- **REQUIRED WORK**:
(a) How would you say this sentence from the post on visiting doctors in Spanish: "My mother is at the point where she'd have to go into a nursing home if I hadn't been able to find a good visiting doctor."
(b) What are all the tips the post on visiting doctors gives in its bulleted list for choosing one?

- **TEXT SEGMENT**:
If you look around for a visiting doctor, my advice is:
- look at hospital affiliations
- look for practices with multiple doctors
- ask them how lab work and x-rays are done (who makes the arrangements, what lab do they use)
- ask if the doctor has one or more NPs on staff
- Look for reviews online of the doctor
- ask them how often they'll visit for checkups
The first doctor my mother was with gave her a checkup every 6 months. The doctor she's with now started visiting every two months for checkups, but since my mother's health is basically good/stable now, the doctor visits every 3 1/2 months.
Before I got her a visiting doctor, my mother was in and out of the hospital a few times. I could no longer get her into/out of my car, so the last two times she came home I used a private transport/ambulance service. The first time, she was still able to sit, so she rode in her wheelchair, and the driver got her on and off the van (and even helped me get her into the house). The second time she came home on a gurney. The driver and his partner took care of everything - they got her up our front steps and back in her own bed in ten minutes. It was surprisingly cheap. I think both times the trip was less than $100, but that was two years ago, prices may have changed since then. I was given the name of the the transport service by the hospital.
Having a visiting doctor is a relief. My mother is at the point where she'd have to go into a nursing home if I hadn't been able to find a good visiting doctor. We lucked out with my little google search...you should probably use that as a last resort. See if your community has elder care assistance services - they might be able to provide you with a list of local visiting doctors.
Good luck
It's my understanding that either a doctor or nurse practitioner will come, can draw blood and send it to a lab of the company's choice. Interpretation would be done by an NP or doctor. Scripts are written the same way.
I also questioned the issue of x-rays and was told that portable machines could be brought in. I've never seen any, have no idea if the quality is comparable to those in x-ray labs, or if x-ray techs read them or the visiting doctor or NP does.
If you go this route, investigate the company as much as you can. I ran into a situation in which a home care company wanted to bring in their visiting physician. Doing a background check on that company, and reading their contract beforehand raised a lot of issues with which I wasn't comfortable. I was even more so when two of them showed up after I had cancelled the appointment with the home health care agency, which allegedly told the visiting service not to come.

Referring expression data
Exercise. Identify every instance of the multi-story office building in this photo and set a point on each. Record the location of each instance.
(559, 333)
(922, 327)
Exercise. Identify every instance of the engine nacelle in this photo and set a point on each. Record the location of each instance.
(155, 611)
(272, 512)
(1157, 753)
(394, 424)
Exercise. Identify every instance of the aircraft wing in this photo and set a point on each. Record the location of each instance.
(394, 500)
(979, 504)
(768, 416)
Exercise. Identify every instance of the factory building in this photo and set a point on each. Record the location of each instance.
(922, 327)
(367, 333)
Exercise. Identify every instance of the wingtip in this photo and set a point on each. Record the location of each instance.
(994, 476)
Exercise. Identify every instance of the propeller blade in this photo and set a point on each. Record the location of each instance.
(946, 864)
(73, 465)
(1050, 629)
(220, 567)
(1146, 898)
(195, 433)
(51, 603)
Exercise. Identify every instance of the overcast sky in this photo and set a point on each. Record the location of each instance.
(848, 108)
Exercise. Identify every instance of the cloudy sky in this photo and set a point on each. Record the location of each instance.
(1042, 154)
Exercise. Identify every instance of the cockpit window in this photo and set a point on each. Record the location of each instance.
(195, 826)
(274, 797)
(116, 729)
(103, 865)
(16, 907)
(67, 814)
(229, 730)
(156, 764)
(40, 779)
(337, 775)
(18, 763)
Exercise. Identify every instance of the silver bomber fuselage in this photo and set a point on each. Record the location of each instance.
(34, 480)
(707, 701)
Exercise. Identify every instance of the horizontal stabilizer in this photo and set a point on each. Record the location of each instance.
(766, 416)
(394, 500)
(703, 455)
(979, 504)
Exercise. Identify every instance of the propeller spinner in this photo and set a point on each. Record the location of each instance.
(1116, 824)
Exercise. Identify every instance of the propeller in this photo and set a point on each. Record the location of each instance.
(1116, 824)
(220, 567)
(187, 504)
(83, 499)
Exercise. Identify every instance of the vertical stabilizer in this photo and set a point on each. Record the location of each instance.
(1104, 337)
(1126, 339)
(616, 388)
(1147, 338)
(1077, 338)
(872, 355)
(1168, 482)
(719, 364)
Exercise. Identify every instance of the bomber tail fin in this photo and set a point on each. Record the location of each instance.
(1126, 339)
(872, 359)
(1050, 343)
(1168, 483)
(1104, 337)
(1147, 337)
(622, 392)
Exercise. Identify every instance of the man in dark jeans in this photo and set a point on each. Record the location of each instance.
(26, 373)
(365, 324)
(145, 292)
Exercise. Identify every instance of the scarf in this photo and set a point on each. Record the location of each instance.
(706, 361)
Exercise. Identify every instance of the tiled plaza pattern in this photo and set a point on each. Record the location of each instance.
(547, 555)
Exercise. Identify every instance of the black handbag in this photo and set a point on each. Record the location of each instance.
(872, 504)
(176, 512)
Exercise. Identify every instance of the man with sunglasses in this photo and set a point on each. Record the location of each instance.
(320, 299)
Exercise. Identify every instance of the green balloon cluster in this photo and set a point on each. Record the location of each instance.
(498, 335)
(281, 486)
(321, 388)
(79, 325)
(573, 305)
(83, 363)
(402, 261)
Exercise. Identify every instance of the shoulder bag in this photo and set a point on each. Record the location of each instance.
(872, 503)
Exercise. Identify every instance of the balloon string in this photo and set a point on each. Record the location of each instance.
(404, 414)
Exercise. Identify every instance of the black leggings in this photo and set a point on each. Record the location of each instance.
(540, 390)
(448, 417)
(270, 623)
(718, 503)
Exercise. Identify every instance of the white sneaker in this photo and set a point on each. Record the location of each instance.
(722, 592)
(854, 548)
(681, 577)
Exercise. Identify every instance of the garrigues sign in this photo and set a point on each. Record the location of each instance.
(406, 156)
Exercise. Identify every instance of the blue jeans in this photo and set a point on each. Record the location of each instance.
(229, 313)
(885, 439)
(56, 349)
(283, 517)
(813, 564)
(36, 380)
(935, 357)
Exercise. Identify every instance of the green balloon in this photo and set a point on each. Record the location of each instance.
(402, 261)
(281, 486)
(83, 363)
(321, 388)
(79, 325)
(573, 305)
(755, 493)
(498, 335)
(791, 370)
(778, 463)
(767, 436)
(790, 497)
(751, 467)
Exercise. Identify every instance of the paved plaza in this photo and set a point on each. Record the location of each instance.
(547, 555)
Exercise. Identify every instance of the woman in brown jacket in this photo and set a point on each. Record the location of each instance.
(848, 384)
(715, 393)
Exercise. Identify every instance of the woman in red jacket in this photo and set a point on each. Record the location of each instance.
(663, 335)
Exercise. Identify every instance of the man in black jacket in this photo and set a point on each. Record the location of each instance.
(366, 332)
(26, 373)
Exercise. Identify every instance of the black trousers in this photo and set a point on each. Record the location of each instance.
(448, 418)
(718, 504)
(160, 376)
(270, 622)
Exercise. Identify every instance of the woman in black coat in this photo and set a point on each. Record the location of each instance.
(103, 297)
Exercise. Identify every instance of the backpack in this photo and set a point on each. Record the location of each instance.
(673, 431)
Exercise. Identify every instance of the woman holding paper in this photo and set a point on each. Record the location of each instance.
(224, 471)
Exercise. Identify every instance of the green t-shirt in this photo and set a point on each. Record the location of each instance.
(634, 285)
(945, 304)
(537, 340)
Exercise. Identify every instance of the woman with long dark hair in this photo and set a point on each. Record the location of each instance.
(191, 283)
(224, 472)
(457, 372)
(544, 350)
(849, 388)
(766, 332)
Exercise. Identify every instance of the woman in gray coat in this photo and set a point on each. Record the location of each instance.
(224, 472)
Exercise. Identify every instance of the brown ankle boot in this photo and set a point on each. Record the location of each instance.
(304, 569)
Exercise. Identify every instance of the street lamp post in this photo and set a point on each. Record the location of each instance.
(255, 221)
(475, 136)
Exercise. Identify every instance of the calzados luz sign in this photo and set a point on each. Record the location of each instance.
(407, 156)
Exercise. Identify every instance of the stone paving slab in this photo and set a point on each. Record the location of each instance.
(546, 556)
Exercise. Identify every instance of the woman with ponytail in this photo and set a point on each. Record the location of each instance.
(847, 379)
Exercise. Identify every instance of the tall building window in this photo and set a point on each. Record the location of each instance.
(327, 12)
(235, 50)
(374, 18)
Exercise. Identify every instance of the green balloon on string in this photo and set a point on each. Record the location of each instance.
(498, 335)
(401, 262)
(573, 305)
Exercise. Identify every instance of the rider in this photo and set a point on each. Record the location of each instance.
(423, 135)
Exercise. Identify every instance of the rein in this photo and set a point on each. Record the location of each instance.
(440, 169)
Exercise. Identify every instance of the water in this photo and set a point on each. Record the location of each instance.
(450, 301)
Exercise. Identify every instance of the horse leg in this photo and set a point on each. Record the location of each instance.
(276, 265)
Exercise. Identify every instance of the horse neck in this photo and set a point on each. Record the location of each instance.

- **ANSWERS BELOW**:
(a) Mi madre está en un punto en que tendría que ingresar en una residencia de ancianos si yo no hubiera podido encontrar un buen médico que hiciera visitas a domicilio.

(b)
- look at hospital affiliations
- look for practices with multiple doctors
- ask them how lab work and x-rays are done (who makes the arrangements, what lab do they use)
- ask if the doctor has one or more NPs on staff
- Look for reviews online of the doctor
- ask them how often they'll visit for checkups